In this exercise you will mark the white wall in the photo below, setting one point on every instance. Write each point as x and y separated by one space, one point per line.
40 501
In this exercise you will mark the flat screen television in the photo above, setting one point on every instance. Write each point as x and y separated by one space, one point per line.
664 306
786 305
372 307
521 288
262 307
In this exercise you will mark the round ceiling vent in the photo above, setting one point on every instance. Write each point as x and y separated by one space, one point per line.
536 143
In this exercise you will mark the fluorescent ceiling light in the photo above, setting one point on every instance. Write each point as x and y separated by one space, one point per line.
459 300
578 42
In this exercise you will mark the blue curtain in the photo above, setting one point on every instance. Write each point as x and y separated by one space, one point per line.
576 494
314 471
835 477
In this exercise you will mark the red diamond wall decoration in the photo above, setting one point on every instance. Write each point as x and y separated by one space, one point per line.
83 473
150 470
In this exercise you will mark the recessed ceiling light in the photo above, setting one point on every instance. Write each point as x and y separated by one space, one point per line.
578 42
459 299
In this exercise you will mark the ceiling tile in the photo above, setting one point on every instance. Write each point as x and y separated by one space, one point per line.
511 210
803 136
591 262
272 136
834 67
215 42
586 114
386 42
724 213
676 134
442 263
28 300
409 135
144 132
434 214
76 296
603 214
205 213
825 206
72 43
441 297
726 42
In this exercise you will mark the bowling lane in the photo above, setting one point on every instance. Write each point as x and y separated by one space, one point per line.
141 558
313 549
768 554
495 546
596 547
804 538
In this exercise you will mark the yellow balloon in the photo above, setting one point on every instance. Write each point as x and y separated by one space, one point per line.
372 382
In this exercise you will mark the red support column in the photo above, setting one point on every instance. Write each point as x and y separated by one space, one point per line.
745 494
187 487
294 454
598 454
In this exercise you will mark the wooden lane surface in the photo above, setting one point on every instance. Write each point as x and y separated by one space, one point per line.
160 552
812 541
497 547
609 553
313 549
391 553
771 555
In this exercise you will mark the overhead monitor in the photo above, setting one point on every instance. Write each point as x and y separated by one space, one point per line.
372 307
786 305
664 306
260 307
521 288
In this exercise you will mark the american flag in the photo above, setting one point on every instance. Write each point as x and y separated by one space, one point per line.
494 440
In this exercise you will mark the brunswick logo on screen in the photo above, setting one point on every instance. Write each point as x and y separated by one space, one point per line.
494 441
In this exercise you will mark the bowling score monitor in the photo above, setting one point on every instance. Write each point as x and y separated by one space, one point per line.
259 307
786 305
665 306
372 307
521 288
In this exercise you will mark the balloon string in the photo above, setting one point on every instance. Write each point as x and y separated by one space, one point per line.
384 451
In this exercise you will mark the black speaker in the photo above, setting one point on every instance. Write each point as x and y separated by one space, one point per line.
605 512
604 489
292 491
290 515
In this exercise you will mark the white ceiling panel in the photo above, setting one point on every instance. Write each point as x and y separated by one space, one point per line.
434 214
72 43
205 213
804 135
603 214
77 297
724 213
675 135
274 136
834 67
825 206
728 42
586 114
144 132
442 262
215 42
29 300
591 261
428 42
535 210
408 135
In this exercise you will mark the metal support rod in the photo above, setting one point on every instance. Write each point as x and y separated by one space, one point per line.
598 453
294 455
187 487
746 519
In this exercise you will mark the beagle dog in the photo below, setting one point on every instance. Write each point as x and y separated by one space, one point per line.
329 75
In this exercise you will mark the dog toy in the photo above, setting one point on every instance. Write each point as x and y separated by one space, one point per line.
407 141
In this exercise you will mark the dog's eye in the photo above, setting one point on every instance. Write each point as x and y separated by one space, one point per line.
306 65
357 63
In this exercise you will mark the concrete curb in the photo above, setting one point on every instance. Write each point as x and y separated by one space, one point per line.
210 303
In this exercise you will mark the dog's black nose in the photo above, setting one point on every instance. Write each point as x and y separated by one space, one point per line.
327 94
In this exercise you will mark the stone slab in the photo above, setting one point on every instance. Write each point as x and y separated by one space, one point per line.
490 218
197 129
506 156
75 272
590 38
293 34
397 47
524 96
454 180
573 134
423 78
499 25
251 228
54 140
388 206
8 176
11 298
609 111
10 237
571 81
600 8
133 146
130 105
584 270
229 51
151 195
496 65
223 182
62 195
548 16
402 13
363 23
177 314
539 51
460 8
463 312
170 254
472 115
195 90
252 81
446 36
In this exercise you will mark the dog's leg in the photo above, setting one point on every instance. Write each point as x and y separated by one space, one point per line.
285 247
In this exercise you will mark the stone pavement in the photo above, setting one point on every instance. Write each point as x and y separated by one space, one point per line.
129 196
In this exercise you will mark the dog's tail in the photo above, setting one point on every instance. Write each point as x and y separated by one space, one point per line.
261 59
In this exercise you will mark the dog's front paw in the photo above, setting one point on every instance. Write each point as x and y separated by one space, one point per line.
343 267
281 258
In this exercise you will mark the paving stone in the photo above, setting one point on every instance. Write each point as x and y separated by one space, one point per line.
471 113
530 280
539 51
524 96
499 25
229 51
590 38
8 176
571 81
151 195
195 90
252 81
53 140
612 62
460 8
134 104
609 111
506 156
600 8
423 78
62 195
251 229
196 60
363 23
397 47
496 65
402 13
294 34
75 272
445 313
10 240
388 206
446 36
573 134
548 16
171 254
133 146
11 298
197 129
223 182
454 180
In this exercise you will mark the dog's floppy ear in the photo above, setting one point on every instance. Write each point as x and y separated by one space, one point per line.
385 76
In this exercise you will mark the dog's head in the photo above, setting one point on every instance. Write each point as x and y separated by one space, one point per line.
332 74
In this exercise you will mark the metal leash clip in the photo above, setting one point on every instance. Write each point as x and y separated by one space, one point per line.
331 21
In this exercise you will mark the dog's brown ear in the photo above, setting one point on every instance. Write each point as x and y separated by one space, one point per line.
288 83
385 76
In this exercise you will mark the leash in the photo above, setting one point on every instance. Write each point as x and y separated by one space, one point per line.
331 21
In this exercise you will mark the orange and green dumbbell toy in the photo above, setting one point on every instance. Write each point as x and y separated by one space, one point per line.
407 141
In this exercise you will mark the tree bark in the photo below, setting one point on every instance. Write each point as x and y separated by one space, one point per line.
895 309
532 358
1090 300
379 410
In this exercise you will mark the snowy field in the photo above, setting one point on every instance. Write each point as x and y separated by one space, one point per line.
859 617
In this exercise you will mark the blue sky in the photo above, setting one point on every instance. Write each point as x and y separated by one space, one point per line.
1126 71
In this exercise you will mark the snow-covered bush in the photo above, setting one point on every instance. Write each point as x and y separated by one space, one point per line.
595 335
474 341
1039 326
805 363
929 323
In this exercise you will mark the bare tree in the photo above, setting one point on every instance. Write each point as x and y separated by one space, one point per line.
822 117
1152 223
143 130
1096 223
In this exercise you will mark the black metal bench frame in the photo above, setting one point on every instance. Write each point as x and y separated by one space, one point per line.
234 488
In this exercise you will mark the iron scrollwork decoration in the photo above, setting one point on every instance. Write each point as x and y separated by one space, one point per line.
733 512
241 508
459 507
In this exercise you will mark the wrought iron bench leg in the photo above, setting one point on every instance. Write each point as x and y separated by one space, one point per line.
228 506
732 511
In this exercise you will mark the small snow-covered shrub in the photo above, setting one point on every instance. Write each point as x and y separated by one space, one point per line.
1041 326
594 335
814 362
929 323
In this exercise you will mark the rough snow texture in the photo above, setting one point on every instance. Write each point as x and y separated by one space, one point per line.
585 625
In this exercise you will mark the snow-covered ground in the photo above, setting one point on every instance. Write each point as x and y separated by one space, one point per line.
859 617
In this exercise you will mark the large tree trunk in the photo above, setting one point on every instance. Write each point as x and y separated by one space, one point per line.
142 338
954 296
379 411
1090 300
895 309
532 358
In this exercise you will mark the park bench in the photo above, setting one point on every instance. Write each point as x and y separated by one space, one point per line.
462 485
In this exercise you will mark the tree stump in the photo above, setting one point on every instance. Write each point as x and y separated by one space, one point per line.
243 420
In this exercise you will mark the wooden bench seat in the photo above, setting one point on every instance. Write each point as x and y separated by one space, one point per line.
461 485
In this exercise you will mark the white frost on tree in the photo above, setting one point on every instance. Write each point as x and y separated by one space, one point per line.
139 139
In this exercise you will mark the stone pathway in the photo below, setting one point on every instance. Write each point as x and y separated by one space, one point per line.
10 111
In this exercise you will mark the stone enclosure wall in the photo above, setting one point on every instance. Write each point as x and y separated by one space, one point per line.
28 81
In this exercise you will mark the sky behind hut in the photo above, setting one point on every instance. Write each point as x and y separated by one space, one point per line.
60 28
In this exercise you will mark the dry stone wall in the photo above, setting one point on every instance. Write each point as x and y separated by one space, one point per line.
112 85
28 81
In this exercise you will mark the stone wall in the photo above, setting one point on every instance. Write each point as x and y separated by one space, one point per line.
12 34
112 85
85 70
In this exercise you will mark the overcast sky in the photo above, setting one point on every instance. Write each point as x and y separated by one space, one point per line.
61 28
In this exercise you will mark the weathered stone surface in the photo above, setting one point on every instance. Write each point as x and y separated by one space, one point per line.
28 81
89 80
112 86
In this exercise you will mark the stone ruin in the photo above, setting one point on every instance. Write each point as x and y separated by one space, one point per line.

^^^^^^^^

** Task to carry out **
Give back, unchanged, every line from the one with "In this exercise you will mark the overcast" to the end of the entries above.

** Output of the task **
In this exercise you will mark the overcast sky in the photo above, setting one point on every instance. Write each point as x and y separated by one space, one point per line.
61 28
In this exercise you will mark the weathered stone surface in the photo above, setting one point on every instance. Write each point as x and y separated by one space, one point per line.
28 81
89 80
112 86
In this exercise you will mark the stone ruin in the photo above, setting one point on every instance. Write each point as x and y separated by one space, one point per line.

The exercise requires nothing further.